start TASK MATERIAL

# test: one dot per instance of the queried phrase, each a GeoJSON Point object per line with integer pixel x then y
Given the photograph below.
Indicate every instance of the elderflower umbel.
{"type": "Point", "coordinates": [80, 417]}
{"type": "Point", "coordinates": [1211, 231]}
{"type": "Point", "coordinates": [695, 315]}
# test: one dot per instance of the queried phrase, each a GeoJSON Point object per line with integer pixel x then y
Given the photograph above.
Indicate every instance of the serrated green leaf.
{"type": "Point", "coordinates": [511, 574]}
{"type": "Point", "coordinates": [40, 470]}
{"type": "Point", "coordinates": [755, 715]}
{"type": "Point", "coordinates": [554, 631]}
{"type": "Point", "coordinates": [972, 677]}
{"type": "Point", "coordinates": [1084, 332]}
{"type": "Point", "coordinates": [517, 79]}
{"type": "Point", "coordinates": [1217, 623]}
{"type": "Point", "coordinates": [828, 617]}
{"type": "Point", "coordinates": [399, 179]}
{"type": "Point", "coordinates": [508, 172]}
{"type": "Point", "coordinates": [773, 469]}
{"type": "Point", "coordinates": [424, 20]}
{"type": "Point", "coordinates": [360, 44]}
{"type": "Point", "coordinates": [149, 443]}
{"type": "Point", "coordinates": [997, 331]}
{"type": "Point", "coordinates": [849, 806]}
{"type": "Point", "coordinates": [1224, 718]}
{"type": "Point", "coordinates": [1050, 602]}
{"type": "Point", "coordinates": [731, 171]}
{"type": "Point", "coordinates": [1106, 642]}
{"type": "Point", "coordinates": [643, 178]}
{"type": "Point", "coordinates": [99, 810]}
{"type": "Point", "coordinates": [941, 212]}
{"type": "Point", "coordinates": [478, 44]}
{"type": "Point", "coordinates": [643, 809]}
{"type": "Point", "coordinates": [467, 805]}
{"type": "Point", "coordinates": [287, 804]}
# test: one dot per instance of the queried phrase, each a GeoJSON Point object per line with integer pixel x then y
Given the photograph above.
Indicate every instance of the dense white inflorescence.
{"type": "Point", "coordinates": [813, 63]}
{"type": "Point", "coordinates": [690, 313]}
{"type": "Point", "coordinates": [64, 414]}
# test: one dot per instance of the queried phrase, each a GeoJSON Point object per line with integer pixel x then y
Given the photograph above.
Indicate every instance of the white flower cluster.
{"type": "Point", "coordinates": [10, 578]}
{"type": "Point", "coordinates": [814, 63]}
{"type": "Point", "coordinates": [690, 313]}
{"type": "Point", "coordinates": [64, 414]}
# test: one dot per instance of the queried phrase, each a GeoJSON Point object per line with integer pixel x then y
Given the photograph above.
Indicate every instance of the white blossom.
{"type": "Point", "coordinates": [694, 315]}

end TASK MATERIAL

• **PROBLEM**: Tally the lines in the rows above that contain the word "white". Reply with the number alone.

• **RESPONSE TO THIS EXERCISE**: 3